■ **List of tasks**:
[a] Using the text on dot modeling workshops, answer these questions:
(i) What estimated time is given for documenting the models?
(ii) How is an active customer defined?
(iii) Which dimension in the example is described as really no more than an attribute of wine?
[b] Write the next part of the text on dot modeling workshops, starting after its last sentence.

■ **Extracted text**:
┏━━
First, we have to decide whether the groups should continue to work on their own models or whether all groups should adopt the same, perhaps a composite, model. There are no real preferences either way at this time. In either case, the work is still undertaken in groups.

Then we explain about:

  1. Combination of dimensions

  2. Dimensional hierarchies

  3. Inclusion of others' suggestions

Point 1 above concerns dimensions on the original model that are not really dimensions at all. There is an instance of this in the example provided in that the vintage dimension is really no more than an attribute of wine. After discussion, it is sometimes wise to leave these, apparently extraneous, dimensions alone if no agreement can be reached.

The creation of dimensional hierarchies is a fairly straightforward affair. The refined example dot model is shown in Figure 5.7.

Figure 5.7. Refined dot model for the Wine Club.
graphics/05fig07.gif

The groups should now be re- formed to refine the models. The facilitators should wait for about 10 to 15 minutes and then approach the groups to see if they need help. There will usually be some discussion and disagreement about how, and whether, changes should be incorporated.

Presenting the Refined Models

Estimated time: 15 minutes per group

The refined models are re-presented to the other groups. The team has to show:

  1. How the model has evolved from the original model as a result of the review process

  2. How any enhancements, from the previous feedback, have been incorporated

Documenting the Models

Estimated time: 1 hour

The models are documented, in their refined state, using the data model and the first part of the entities and segmentation worksheets (the remaining parts of the entities and segmentation worksheet are completed during the second workshop). The entities include the customers' circumstances and the dimensions from the behavioral dot models. The segmentation relates to the derived segments, which is the final part of our GCM. Sharing a worksheet for these two components of the model is a good idea because it can be difficult for business people to separate the two things in their mind.

Encourage each group member to complete their own worksheets. The facilitators must make sure they take a copy of each group's model. These models provide the primary input to the component analysis workshop.

Some examples of the data model and entities worksheets for the Wine Club are shown in Figure 5.8 (a fuller set of dot model worksheets is included in Appendix B).

Figure 5.8. Dot modeling worksheet showing Wine Club sales behavior.
graphics/05fig08.gif

The following are examples of the entities and dimensions worksheet. The first, predictably, is the customer entity. At this stage, we are really concerned with describing only the entity itself, not the attributes.

Dot Modeling Entities and Segments
Entity Name Retrospection Frequency
Customer True Monthly

Metadata

The customer entity contains all customer details. We require to monitor discontinuous existences and to be able to identify active and nonactive customers.

An active customer is defined to be one who has placed an order within the past 12 months. Any customer not having done so will be classified as inactive. Subsequent orders enable the customer to be reclassified as active, but the periods of inactivity must be preserved.

Attribute Name   PK?
Retrospection Frequency Dependency
     

Metadata

Attribute details to be completed during component analysis workshop.

Source Transformation Data Type
     
Attribute Name   PK?
Retrospection Frequency Dependency
     

Metadata

Attribute details to be completed during component analysis workshop.

Source Transformation Data Type
     

The second example is the wine dimension. This will be used, principally, as a dimension in one or more behavioral models.

Dot Modeling Entities and Segments
Entity Name Retrospection Frequency
Wine True Monthly

Metadata

The wine dimension holds information about the wines sold by the club. Details include prices and costs.
┗━━
■ **Dataset**:
┏━━
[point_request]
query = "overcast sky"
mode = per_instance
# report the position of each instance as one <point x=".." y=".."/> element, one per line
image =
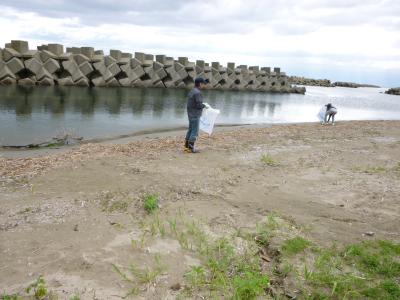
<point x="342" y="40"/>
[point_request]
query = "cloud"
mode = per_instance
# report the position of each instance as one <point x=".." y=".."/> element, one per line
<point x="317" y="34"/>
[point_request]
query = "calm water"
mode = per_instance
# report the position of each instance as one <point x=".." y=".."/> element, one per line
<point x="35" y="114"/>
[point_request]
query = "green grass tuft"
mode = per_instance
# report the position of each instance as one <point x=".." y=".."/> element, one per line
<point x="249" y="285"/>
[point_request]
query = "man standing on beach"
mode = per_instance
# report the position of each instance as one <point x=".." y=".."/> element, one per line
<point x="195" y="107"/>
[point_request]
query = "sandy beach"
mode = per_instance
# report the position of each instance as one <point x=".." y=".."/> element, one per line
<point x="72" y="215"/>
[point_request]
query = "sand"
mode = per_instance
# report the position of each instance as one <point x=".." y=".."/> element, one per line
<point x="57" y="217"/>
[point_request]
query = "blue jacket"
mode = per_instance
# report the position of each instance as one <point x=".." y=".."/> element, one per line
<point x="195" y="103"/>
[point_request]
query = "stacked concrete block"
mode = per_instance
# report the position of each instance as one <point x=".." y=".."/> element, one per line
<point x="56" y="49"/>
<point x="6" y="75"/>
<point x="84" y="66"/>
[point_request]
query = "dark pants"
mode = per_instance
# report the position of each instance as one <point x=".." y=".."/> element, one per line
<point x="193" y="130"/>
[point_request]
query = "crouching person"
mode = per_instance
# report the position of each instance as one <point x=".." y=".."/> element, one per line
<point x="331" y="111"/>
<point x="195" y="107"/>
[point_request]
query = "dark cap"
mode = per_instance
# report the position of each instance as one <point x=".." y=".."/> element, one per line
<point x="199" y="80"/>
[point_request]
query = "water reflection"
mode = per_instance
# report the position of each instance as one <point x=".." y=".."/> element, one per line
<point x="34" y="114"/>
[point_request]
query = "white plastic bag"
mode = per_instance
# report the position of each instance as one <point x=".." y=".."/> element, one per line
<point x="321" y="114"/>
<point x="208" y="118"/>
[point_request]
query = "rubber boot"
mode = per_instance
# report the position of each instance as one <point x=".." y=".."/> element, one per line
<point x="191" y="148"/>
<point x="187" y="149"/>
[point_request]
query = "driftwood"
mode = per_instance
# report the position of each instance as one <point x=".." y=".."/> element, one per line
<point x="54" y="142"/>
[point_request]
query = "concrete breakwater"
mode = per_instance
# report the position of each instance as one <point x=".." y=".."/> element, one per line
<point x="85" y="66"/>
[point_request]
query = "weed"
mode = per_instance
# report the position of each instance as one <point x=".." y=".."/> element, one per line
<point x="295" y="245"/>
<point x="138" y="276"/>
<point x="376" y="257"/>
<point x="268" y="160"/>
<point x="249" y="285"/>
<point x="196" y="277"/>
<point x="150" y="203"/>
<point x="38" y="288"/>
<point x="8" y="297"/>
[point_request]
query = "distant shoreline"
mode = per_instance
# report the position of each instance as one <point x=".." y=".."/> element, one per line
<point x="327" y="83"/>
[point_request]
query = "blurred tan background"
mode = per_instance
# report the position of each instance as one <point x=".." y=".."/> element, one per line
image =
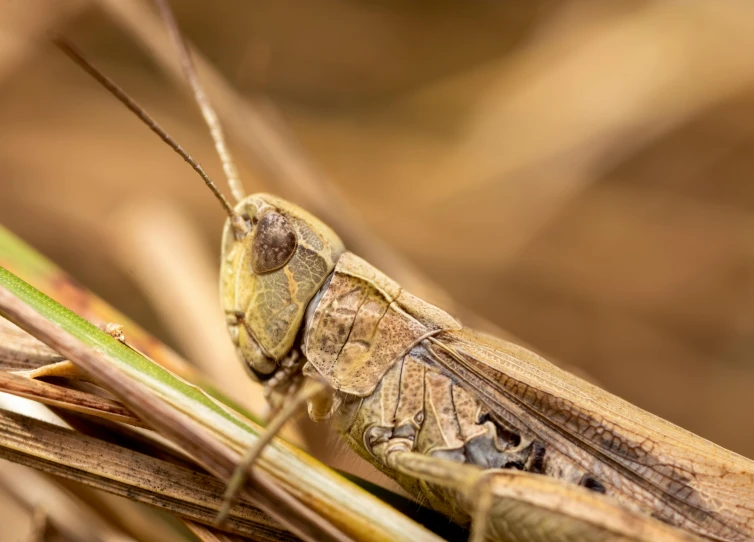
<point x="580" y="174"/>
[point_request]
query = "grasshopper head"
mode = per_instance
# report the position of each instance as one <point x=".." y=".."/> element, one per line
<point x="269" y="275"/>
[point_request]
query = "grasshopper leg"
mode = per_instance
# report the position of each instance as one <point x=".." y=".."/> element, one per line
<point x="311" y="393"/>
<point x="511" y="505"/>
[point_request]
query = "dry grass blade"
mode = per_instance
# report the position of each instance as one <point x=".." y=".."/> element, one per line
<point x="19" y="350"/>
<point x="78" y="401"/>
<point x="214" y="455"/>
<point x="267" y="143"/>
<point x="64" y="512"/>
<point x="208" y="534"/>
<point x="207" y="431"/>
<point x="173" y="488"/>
┗━━
■ **Results of the tasks**:
[a]
(i) 1 hour
(ii) An active customer is one who has placed an order within the past 12 months.
(iii) The vintage dimension

[b]
Attribute Name   PK?
Retrospection Frequency Dependency
     

Metadata

Attribute details to be completed during component analysis workshop.

Source Transformation Data Type
     
Attribute Name   PK?
Retrospection Frequency Dependency
     

Metadata

Attribute details to be completed during component analysis workshop.

Source Transformation Data type
     

All that we are recording at this stage is information relating to the entity itself, not to any of the attributes belonging to the entity.

Workshop Wrap-Up

Estimated time: 30 minutes

It is important to summarize the process that has been conducted over the previous two days and to congratulate the participants on having taken the first steps toward the creation of a business-led information model for the organization:

  1. Explain how the model is just the first step and how it becomes the input to the next stage. Briefly describe the main components of the component analysis workshop.

  2. Try to secure commitment from as many people as possible to attend the second workshop.

  3. The arrangements for the second workshop should be confirmed, if that is possible.

  4. Hand out the attendee feedback form and ask each person to complete it. We all want to improve on the service we offer, so we need as much feedback as we can get.

While they are filling in the feedback forms, explain about dimensional attributes and try to encourage them to start thinking about this for the next workshop.

The Component Analysis Workshop

The principal objective of the component analysis workshop is to put some substance into the model that was created in the information strategy workshop.

ParticipantsPractitioners

As far as possible, the same consultancy people as were present in the first workshop should participate in the second. This exercise is more technical than the first and so some additional skills are required but continuity of personnel should be preserved.

ParticipantsCustomer

Similarly, as far as is feasible , the same people as before should be present. However, as has been stated, this is a more technical workshop, and some of the more senior business people should be permitted to send fully authorized deputies to work in their place. The business goals and the first part of the dot model have been established, so their part of the task is complete.

The proportions of business people to IT people can be reversed in this workshop, so maybe two-thirds IT people is OK this time. It is, however, vital that some business people are present.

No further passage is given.